Cet essai de 185 pages convient à tous les lecteurs, surtout les jeunes. Il traite avec un langage simple et sans ampoules conceptuelles ni jargon sophistiqué de plusieurs questions sociales et de droit musulman qui nous interpellent au quotidien. Peine de mort, avortement, enfants nés hors mariage, liberté de religion, relations sexuelles hors mariage, etc. L’auteure Asma Lamrabet évoque des questions sensibles et litigieuses en cherchant à instaurer un débat d’idées favorable, sans verser dans la provocation et en gardant dans ses pages la rigueur nécessaire à toute recherche en sciences humaines.
Cette tension de la querelle est instaurée dès lors que l’on compare ou l’on juxtapose le référent religieux à l’universalisme: «Quand on parle de valeurs des droits humains universelles et de référentiel religieux, cela sous-entend généralement la classique opposition, assez essentialiste, entre ce qui est au fond représentatif d’un côté de la modernité et de l’autre de l’islam comme constante fédératrice» (pp.12-13). Des débats nécessaires, mêmes passionnés. Il s’agit, dit l’auteure, de clarifier, de rectifier, mais aussi souvent de dénoncer. Une majorité de traditions et d’argumentations que l’on utilise aujourd’hui comme référentiel religieux, dit l’essayiste, ne sont que des interprétations humaines produites par des exégèses à l’époque médiévale notamment, dans un milieu social et culturel donné. Ce livre de Asma Lamrabet permet aussi de pointer plusieurs constructions argumentatives religieuses à la marge, et parfois à l’encontre, précise-t-elle, du texte sacré du Coran. L’intérêt de «Islam et libertés fondamentales» est d’apporter des démonstrations que le Coran est plus ouvert, égalitaire et proche des libertés fondamentales universelles qu’il n’y paraît.

*CONSIGNES*
- A) Énumérez les questions sociales et de droit musulman que l'extrait donne en exemple parmi celles traitées par l'essai.
- B) Reproduisez fidèlement le passage de l'extrait qui va de « Cet essai de » jusqu'à « en sciences humaines. » inclus.

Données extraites

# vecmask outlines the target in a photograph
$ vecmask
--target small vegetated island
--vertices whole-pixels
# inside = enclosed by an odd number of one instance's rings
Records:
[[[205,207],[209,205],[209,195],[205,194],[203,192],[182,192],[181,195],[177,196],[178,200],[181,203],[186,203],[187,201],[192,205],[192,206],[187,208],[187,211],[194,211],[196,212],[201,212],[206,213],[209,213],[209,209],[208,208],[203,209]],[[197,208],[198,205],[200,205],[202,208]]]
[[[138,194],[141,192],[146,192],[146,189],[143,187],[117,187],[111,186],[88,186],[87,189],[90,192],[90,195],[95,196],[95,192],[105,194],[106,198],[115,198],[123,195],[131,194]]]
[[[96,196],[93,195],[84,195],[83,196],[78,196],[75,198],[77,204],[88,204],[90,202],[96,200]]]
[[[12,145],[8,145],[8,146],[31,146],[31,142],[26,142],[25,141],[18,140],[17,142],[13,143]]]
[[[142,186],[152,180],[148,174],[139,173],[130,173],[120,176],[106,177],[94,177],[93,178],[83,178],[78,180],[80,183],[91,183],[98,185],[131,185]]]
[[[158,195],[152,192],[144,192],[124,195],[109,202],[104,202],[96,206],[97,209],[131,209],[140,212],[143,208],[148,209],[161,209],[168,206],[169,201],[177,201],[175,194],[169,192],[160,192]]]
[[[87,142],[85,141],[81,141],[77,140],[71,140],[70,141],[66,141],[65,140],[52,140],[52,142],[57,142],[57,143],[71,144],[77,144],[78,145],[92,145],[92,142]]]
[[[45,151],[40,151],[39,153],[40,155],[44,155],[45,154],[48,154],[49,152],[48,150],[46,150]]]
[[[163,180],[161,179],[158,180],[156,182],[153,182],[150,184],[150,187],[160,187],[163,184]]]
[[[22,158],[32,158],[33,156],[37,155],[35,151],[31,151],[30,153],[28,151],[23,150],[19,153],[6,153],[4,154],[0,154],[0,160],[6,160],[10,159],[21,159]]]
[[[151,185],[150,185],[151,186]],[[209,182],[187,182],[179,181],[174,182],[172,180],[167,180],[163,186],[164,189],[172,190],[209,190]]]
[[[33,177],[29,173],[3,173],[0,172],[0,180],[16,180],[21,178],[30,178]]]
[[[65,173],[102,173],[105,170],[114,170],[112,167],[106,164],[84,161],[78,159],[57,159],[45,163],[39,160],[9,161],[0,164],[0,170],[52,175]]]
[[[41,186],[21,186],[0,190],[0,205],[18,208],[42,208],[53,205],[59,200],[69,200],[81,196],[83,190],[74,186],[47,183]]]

--

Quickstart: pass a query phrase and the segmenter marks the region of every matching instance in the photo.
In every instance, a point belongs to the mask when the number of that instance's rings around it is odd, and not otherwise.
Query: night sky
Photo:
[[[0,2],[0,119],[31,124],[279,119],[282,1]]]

*CORRIGÉ*
- A)
Peine de mort
Avortement
Enfants nés hors mariage
Liberté de religion
Relations sexuelles hors mariage

- B)
Cet essai de 185 pages convient à tous les lecteurs, surtout les jeunes. Il traite avec un langage simple et sans ampoules conceptuelles ni jargon sophistiqué de plusieurs questions sociales et de droit musulman qui nous interpellent au quotidien. Peine de mort, avortement, enfants nés hors mariage, liberté de religion, relations sexuelles hors mariage, etc. L’auteure Asma Lamrabet évoque des questions sensibles et litigieuses en cherchant à instaurer un débat d’idées favorable, sans verser dans la provocation et en gardant dans ses pages la rigueur nécessaire à toute recherche en sciences humaines.